▶ [Task]:
Output every entry exactly as given.

═════ Records for this task

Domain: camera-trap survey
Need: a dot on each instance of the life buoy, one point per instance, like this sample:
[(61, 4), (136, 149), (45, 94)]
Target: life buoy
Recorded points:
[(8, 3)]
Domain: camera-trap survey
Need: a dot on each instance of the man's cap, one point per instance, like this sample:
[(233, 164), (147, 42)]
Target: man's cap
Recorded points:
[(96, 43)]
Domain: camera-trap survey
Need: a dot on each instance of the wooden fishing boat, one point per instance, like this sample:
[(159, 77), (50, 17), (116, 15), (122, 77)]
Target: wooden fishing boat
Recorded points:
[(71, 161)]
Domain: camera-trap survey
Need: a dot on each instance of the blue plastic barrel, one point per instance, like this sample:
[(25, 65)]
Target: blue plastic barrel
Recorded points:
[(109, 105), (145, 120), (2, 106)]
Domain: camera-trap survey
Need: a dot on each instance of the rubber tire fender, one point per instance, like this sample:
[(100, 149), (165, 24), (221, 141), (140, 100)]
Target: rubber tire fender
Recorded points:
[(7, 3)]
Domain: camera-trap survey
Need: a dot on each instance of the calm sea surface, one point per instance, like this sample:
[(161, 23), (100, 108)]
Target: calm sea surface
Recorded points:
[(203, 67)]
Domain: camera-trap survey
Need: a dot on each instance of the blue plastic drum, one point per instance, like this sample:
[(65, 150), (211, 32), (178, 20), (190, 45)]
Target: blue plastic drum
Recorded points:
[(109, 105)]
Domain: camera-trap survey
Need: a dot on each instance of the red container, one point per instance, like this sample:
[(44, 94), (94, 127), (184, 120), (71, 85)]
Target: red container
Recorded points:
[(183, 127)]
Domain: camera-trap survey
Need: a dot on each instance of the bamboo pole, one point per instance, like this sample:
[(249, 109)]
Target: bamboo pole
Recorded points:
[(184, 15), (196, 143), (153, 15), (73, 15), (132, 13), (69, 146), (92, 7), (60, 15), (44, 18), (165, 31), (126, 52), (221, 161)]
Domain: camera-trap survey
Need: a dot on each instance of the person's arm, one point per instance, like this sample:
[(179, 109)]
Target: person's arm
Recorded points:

══════════

▶ [Full output]:
Domain: camera-trap survey
Need: a dot on each instance of the life buoy, one point per instance, like this sample:
[(61, 4), (136, 149), (45, 94)]
Target: life buoy
Recorded points:
[(8, 3)]
Domain: camera-trap survey
Need: a dot on each instance of the man's cap, one point per instance, like this sample:
[(233, 164), (147, 42)]
Target: man's cap
Recorded points:
[(96, 43)]
Domain: camera-trap survey
Need: a dot on each instance of the wooden fishing boat, one point per instance, like this sample:
[(159, 77), (50, 17), (116, 15), (122, 77)]
Target: wooden fishing boat
Recorded points:
[(71, 161)]
Domain: camera-trap survey
Need: a dot on each instance of the blue plastic barrel, one point per instance, like this sample:
[(25, 65)]
Target: blue plastic barrel
Recorded points:
[(109, 105), (145, 120), (2, 106)]
Domain: camera-trap survey
Need: a dot on each instance of the rubber tire fender, one point per instance, like this sample:
[(100, 149), (165, 24), (221, 141), (140, 100)]
Target: rubber tire fender
Recorded points:
[(7, 3)]
Domain: camera-trap survey
Need: a dot on each instance of the calm sea surface, one point per instance, like this sample:
[(161, 23), (100, 108)]
Target: calm sea surface
Recorded points:
[(203, 67)]
Domain: camera-trap survey
Need: a dot on each instance of the blue plastic drum, one point per instance, like this sample:
[(65, 150), (211, 32), (178, 20), (190, 45)]
Target: blue plastic drum
Recorded points:
[(109, 105)]
Domain: camera-trap survey
Need: a dot on each instance of the red container, one point per instance, like this sample:
[(44, 94), (94, 127), (184, 120), (71, 85)]
Target: red container
Recorded points:
[(183, 127)]
Domain: camera-trap survey
Need: a dot on each instance of the bamboo pole, one point per instance, like this sample:
[(249, 109)]
Target: bamboo pole
Recorded points:
[(184, 15), (196, 143), (153, 15), (73, 15), (132, 13), (69, 146), (92, 7), (60, 15), (44, 18), (165, 31), (126, 52), (221, 161)]
Domain: camera-trap survey
Need: a dot on each instance of the person's arm, one point per instance, like this sample:
[(179, 109)]
Target: person's arm
Recorded points:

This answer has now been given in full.